▶ Source document
GFB-024 for CB1-mediated kidney diseases

GFB-024 is a potential best-in-class, peripherally restricted cannabinoid 1 (CB1) inverse agonist monoclonal antibody, which we believe will benefit a subset of DN patients whose disease is caused by severe insulin resistant diabetes (SIRD). We believe that by targeting only peripheral receptors, GFB-024 minimizes the risk for CNS-associated adverse effects as was previously seen with first-generation CB1 small molecule inverse agonists.

GFB-024’s differentiating attributes

Clinically validated biological pathway that improved metabolic profile in obese patients

Improved podocyte and renal tubular function in preclinical models

CB1 pathway-specific biomarkers to potentially predict target engagement, treatment responses, and patient selection

Low risk of drug-drug interactions in patient population with high medication burden

Mechanism of GFB-024

The endocannabinoid (EC) system plays an important role in the regulation of energy balance by acting both at the central nervous system level and in peripheral tissues. CB1 and the enzymes involved in EC biosynthesis and degradation are present in key metabolic organs, including the liver, white and brown fat, pancreas, and kidney. Toggle

In normal kidneys, ECs and CB1 are both expressed at low levels in podocytes, mesangial cells, and proximal tubular cells. ECs are endogenous ligands for CB1 receptors in humans. In obese diabetic rodents, CB1 expression in the kidney is predominantly upregulated in podocytes and tubular cells. Podocyte-specific deletion of CB1 decreases albuminuria and podocyte cell death and protects renal proximal tubular cells from injury possibly by decreasing podocyte EC production. In addition, pharmacologic blockade of CB1 has been shown to improve renal function and reduce albuminuria and glomerular lesions in obese and diabetic mouse models.

▶ Information provided
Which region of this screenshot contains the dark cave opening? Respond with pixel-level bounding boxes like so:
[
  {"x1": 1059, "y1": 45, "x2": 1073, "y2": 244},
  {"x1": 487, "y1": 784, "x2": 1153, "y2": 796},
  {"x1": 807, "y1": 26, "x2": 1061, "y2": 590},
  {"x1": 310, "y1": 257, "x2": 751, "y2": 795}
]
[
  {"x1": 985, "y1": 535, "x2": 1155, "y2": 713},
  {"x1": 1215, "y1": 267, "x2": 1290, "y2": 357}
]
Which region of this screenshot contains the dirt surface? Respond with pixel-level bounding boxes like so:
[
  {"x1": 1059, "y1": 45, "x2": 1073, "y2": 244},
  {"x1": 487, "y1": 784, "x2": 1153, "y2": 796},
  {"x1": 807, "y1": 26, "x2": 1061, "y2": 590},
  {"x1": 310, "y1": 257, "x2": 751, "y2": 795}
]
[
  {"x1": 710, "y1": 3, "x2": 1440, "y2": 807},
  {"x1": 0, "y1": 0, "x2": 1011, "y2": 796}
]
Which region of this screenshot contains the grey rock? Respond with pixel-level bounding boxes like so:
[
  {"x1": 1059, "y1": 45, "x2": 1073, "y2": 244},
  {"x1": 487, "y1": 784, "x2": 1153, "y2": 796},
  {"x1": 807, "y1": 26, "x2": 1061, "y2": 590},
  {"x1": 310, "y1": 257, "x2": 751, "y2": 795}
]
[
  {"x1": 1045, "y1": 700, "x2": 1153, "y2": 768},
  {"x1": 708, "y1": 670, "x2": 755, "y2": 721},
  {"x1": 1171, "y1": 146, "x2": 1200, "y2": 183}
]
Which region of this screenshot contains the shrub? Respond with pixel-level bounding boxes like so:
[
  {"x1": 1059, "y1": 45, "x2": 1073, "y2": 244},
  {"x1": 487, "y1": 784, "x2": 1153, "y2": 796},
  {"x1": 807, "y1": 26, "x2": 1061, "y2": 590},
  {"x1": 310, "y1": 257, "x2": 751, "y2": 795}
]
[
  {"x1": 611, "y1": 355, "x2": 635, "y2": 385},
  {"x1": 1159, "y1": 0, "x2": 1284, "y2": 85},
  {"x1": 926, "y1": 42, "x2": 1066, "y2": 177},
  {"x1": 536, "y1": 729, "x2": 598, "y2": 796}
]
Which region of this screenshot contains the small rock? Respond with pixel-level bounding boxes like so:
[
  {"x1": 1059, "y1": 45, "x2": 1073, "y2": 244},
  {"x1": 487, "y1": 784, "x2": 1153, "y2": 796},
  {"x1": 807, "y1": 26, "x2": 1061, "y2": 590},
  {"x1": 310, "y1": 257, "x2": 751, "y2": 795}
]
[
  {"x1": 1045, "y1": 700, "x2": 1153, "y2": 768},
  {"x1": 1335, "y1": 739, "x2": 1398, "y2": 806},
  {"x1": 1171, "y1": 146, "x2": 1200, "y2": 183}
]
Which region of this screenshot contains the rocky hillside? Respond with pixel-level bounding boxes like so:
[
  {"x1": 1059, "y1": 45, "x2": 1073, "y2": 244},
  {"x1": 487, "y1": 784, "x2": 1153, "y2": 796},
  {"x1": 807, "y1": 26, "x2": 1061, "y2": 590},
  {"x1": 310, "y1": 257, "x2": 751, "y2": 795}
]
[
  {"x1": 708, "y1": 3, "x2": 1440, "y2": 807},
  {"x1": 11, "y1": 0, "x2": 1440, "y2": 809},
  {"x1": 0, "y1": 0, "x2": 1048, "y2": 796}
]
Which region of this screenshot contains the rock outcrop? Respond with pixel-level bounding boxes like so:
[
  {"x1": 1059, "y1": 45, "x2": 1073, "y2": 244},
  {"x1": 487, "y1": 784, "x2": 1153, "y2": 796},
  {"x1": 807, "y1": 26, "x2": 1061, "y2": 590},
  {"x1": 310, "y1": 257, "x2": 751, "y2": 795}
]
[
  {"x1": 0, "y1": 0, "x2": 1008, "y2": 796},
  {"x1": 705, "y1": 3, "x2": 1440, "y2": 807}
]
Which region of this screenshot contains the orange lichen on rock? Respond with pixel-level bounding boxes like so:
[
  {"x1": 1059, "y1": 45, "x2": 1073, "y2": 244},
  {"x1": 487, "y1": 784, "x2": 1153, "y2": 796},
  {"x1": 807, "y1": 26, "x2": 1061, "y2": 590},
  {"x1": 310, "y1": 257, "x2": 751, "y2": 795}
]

▶ Required action A
Please reproduce the stretch of the GFB-024 text from "In normal kidneys, ECs" through "diabetic mouse models.".
▶ Required action B
Continue the GFB-024 text from the point where it stops.
These entries have nothing to do with the GFB-024 text.

▶ Task response A
In normal kidneys, ECs and CB1 are both expressed at low levels in podocytes, mesangial cells, and proximal tubular cells. ECs are endogenous ligands for CB1 receptors in humans. In obese diabetic rodents, CB1 expression in the kidney is predominantly upregulated in podocytes and tubular cells. Podocyte-specific deletion of CB1 decreases albuminuria and podocyte cell death and protects renal proximal tubular cells from injury possibly by decreasing podocyte EC production. In addition, pharmacologic blockade of CB1 has been shown to improve renal function and reduce albuminuria and glomerular lesions in obese and diabetic mouse models.

▶ Task response B
In patients with DN, elevated circulating ECs and autocrine CB1 activation stimulate CB1 signaling in podocytes and proximal tubular cells. CB1 signaling induces mitochondrial dysfunction, resulting in podocyte apoptotic cell death and proteinuria. In proximal tubular cells, CB1 signaling impairs mitochondrial fatty acid oxidation, leading to cellular injury. Elevated plasma concentrations of free fatty acids and hyperglycemia enhance mitochondrial damage in podocytes and proximal tubular cells. Stimulation of CB1 signaling in proximal tubular cells upregulates glucose transporter 2 expression, resulting in increased glucose reabsorption and hyperglycemia.

Patients with SIRD are at higher risk of progression to CKD and macroalbuminuria and have a five times higher risk of ESKD progression compared to other patient subsets. SIRD patients are characterized by high BMI and greater insulin resistance compared with other patient subsets, and we believe both are associated with increased CB1 pathway activity.